## EXERCISE OBJECTIVE
Reproduce the material below from the line containing "Practice task. Find the bicycle front wheel" through the end of the material, inclusive, with the requests included. Shift each answer coordinate by adding 131 to it.

[Point annotation dataset records]
+--
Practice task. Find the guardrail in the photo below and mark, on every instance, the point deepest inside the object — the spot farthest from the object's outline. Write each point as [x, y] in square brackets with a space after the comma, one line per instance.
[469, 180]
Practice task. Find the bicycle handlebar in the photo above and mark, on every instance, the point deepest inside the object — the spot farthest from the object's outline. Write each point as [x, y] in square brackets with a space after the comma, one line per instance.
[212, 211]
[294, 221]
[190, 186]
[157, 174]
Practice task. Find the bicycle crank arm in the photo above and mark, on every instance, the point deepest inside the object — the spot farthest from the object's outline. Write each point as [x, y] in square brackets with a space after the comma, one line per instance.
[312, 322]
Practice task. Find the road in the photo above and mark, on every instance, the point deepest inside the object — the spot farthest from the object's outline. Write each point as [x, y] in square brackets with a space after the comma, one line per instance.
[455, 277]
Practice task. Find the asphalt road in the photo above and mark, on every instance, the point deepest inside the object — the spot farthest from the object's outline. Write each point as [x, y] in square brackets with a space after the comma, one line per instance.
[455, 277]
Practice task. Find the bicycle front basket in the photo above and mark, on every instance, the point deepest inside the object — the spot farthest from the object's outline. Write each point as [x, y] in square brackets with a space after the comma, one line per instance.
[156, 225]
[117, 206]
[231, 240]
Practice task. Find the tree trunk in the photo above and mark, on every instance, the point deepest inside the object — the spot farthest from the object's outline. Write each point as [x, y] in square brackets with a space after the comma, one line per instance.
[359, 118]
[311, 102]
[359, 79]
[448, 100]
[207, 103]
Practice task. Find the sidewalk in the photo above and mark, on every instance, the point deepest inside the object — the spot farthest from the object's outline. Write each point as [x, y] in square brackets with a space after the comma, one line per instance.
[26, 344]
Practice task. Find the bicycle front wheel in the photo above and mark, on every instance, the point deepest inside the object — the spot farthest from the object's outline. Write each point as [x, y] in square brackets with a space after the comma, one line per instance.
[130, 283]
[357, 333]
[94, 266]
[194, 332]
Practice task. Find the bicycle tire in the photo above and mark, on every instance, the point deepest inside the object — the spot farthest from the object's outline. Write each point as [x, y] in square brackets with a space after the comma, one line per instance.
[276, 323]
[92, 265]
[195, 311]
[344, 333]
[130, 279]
+--
## FINAL RESULT
Practice task. Find the bicycle front wheel in the photo above and mark, on every instance, the point deepest inside the object — the spot farthest from the object's outline. Write each point as [x, y] in square brackets with a space after the comma, one line per instance.
[261, 414]
[488, 464]
[225, 397]
[325, 463]
Practice task. Find the bicycle tire in the photo above and mark, on every instance, the point deepest inside the object — the spot farthest from the object's outline. Write each point as [x, y] in square brackets with a space after the comma, one line per instance.
[407, 454]
[223, 396]
[326, 442]
[475, 464]
[261, 410]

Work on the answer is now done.